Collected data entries

........

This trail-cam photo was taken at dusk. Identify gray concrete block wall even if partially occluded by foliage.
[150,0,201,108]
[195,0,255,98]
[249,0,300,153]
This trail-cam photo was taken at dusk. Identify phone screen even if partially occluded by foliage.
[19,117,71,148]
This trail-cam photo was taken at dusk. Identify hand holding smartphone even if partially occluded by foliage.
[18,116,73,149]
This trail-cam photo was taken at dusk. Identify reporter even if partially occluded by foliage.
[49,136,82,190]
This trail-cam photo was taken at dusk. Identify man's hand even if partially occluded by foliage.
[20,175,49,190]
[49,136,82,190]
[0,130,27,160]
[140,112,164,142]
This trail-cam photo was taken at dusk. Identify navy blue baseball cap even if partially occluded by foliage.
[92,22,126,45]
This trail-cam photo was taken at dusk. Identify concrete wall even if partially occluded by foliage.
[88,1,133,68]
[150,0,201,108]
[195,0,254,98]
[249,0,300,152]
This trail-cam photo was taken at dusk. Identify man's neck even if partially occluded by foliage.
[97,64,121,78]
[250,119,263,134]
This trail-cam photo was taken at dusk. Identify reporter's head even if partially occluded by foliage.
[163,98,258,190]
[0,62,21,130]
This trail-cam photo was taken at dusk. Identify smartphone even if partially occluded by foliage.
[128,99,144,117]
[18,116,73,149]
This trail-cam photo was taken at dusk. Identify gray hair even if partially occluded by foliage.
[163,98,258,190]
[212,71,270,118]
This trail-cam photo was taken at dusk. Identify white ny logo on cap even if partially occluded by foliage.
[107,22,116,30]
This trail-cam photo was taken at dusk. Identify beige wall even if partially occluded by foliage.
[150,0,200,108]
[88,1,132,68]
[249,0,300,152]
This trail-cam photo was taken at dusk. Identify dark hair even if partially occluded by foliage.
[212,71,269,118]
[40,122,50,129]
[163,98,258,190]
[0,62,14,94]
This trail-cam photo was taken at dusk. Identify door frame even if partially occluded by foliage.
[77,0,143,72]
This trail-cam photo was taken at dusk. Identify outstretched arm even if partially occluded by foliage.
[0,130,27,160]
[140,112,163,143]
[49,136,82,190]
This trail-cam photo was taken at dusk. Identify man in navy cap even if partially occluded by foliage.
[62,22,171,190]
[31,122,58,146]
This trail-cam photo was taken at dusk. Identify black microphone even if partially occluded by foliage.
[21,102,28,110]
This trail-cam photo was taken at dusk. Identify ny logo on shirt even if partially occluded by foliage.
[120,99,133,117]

........

**PROBLEM DETAILS**
Rewrite every line of the records above as a JSON list of strings, one string per line, leaving out blank lines.

**ANSWER TO THIS TASK**
[
  "This trail-cam photo was taken at dusk. Identify gray concrete block wall even if partially occluded by foliage.",
  "[150,0,201,108]",
  "[195,0,255,98]",
  "[249,0,300,153]",
  "This trail-cam photo was taken at dusk. Identify phone screen even if partially occluded by foliage.",
  "[19,117,71,148]",
  "This trail-cam photo was taken at dusk. Identify hand holding smartphone even if partially occluded by foliage.",
  "[18,116,73,149]",
  "This trail-cam photo was taken at dusk. Identify reporter even if partially occluded by foliage.",
  "[49,136,82,190]",
  "This trail-cam photo was taken at dusk. Identify man's hand even if partially occluded by foliage.",
  "[20,175,49,190]",
  "[49,136,82,190]",
  "[0,130,27,160]",
  "[140,112,164,142]",
  "This trail-cam photo was taken at dusk. Identify navy blue baseball cap even if partially occluded by foliage.",
  "[92,22,126,45]",
  "This trail-cam photo was taken at dusk. Identify concrete wall even if partially occluded by foliage.",
  "[88,1,133,68]",
  "[150,0,201,108]",
  "[195,0,254,98]",
  "[249,0,300,152]",
  "This trail-cam photo was taken at dusk. Identify man's neck even if partially occluded by foliage.",
  "[97,64,121,78]",
  "[250,119,263,134]",
  "This trail-cam photo was taken at dusk. Identify reporter's head even if partially occluded by foliage.",
  "[163,98,258,190]",
  "[0,62,21,130]",
  "This trail-cam photo was taken at dusk. Identify smartphone even if partially occluded by foliage.",
  "[128,99,144,117]",
  "[18,116,73,149]",
  "This trail-cam photo was taken at dusk. Identify gray hair even if partially occluded by foliage.",
  "[163,98,258,190]",
  "[212,71,270,118]",
  "This trail-cam photo was taken at dusk. Identify white ny logo on cap even if partially occluded by foliage.",
  "[107,22,116,30]",
  "This trail-cam photo was taken at dusk. Identify beige wall even if partially occluded by foliage.",
  "[150,0,200,108]",
  "[88,1,132,68]",
  "[249,0,300,152]",
  "This trail-cam photo was taken at dusk. Identify dark hair even if partially occluded by foliage.",
  "[212,71,269,118]",
  "[40,122,50,129]",
  "[163,98,258,190]",
  "[0,62,14,94]",
  "This trail-cam photo was taken at dusk. Identify door frame even if partially occluded by foliage.",
  "[77,0,143,72]",
  "This trail-cam photo was taken at dusk. Identify outstretched arm even if partially occluded by foliage.",
  "[0,130,27,160]",
  "[140,112,163,143]",
  "[49,136,82,190]",
  "This trail-cam photo was taken at dusk. Identify man in navy cap even if partially occluded by foliage.",
  "[62,22,171,190]",
  "[31,122,58,146]",
  "This trail-cam photo was taken at dusk. Identify black microphone even if partially occluded by foliage.",
  "[21,102,28,110]",
  "This trail-cam photo was taken at dusk. Identify ny logo on shirt even if partially occluded by foliage.",
  "[120,99,133,117]"
]